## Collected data
==============================

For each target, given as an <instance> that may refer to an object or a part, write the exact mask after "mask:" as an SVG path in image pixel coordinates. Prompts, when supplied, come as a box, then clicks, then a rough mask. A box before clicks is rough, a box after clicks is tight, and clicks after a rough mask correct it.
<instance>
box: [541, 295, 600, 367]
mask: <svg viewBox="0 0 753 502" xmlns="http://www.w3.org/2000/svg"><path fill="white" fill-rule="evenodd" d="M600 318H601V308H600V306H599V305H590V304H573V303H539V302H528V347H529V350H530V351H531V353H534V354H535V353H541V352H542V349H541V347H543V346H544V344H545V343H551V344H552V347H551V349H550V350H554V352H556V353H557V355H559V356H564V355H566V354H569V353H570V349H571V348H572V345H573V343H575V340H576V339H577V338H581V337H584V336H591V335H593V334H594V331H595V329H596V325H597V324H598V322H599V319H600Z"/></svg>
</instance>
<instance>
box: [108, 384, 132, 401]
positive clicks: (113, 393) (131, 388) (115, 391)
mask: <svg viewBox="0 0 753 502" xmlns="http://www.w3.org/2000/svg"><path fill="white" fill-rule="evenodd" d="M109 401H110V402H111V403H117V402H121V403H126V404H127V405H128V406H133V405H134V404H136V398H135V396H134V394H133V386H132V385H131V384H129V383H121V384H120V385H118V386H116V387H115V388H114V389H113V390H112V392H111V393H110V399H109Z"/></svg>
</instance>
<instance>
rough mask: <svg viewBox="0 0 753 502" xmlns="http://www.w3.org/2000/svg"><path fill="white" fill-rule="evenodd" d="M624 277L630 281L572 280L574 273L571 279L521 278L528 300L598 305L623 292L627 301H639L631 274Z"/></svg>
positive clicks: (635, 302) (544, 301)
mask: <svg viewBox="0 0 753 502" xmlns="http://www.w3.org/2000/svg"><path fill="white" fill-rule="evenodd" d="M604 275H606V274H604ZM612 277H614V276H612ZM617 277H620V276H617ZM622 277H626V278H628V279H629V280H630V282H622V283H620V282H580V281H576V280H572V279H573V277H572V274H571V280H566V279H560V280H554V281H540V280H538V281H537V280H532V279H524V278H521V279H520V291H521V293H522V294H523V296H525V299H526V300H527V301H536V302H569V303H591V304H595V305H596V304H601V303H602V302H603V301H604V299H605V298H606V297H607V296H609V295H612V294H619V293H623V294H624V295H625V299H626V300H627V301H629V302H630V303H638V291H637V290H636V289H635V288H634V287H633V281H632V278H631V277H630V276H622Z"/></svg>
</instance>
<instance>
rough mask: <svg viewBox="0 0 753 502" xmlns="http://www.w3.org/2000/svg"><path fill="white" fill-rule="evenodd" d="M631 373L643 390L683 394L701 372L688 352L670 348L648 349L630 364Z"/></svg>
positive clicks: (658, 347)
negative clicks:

==============================

## YOUR GOAL
From the line that contains "box: [108, 384, 132, 401]" down to the final line of the entries, print every line exactly as it is, and only those lines.

## RESULT
box: [108, 384, 132, 401]
positive clicks: (113, 393) (131, 388) (115, 391)
mask: <svg viewBox="0 0 753 502" xmlns="http://www.w3.org/2000/svg"><path fill="white" fill-rule="evenodd" d="M109 401H110V402H111V403H117V402H121V403H126V404H127V405H128V406H133V405H134V404H136V398H135V396H134V394H133V386H132V385H131V384H129V383H121V384H120V385H118V386H116V387H115V388H114V389H113V390H112V392H111V393H110V399H109Z"/></svg>
</instance>
<instance>
rough mask: <svg viewBox="0 0 753 502" xmlns="http://www.w3.org/2000/svg"><path fill="white" fill-rule="evenodd" d="M624 277L630 281L572 280L574 273L571 279L521 278L528 300L598 305L623 292L627 301H639L631 274Z"/></svg>
positive clicks: (635, 302) (544, 301)
mask: <svg viewBox="0 0 753 502" xmlns="http://www.w3.org/2000/svg"><path fill="white" fill-rule="evenodd" d="M604 275H606V274H604ZM612 277H614V276H612ZM617 277H620V276H617ZM622 277H626V278H628V279H629V280H630V282H622V283H620V282H580V281H576V280H572V279H573V277H572V274H571V280H566V279H560V280H554V281H540V280H538V281H537V280H532V279H524V278H521V279H520V291H521V293H522V294H523V296H525V299H526V300H527V301H536V302H569V303H591V304H595V305H596V304H601V303H602V302H603V301H604V299H605V298H606V297H607V296H609V295H612V294H619V293H623V294H624V295H625V299H626V300H627V301H629V302H630V303H638V291H637V290H636V289H635V288H634V287H633V281H632V278H631V277H630V276H622Z"/></svg>
</instance>
<instance>
rough mask: <svg viewBox="0 0 753 502" xmlns="http://www.w3.org/2000/svg"><path fill="white" fill-rule="evenodd" d="M631 373L643 390L683 394L701 372L688 352L670 348L648 349L630 364Z"/></svg>
positive clicks: (658, 347)
negative clicks:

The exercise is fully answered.